**** Input for this task

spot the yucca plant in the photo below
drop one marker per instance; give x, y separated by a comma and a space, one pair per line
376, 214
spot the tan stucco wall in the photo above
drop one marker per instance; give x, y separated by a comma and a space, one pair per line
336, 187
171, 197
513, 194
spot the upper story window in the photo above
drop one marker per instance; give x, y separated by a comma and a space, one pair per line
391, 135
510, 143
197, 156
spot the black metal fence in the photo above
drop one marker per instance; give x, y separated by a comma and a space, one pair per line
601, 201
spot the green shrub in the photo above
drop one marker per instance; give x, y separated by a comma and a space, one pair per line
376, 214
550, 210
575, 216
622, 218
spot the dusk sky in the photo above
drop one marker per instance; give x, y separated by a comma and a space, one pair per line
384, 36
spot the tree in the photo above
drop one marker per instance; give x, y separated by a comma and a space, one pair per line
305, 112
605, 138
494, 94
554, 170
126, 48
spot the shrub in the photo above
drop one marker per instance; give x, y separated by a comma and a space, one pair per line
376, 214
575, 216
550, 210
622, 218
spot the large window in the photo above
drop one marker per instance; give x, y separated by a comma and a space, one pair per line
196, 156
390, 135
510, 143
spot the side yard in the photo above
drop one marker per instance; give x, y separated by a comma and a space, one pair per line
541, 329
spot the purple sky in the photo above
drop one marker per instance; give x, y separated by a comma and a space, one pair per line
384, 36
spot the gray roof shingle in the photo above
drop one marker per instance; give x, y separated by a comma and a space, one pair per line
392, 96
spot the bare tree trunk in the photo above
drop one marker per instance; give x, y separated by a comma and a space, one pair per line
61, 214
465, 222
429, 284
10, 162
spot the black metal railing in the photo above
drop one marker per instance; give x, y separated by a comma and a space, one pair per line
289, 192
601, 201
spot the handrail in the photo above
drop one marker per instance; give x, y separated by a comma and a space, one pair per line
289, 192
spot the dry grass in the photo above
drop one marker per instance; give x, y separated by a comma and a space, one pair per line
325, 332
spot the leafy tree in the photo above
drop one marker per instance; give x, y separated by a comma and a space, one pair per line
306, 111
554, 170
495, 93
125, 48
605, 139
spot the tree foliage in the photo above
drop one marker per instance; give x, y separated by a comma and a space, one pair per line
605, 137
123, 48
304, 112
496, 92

********

Within the data above, the span starting at the line containing "spot the large window in the photo above" and ending at the line containing "spot the gray roof shingle in the photo above" is to be retyped exactly, with no other lines.

spot the large window in the photo above
drop one marker per instance; give x, y separated by a comma and a space, one pair per line
196, 156
390, 135
510, 143
spot the side yard in the photo above
drop one marker per instance; give x, y separated by a comma and a space, one pair per line
541, 329
spot the purple sky in the photo above
drop one marker per instance; give x, y separated by a comma and a space, one pair per line
384, 36
spot the gray roof shingle in the photo above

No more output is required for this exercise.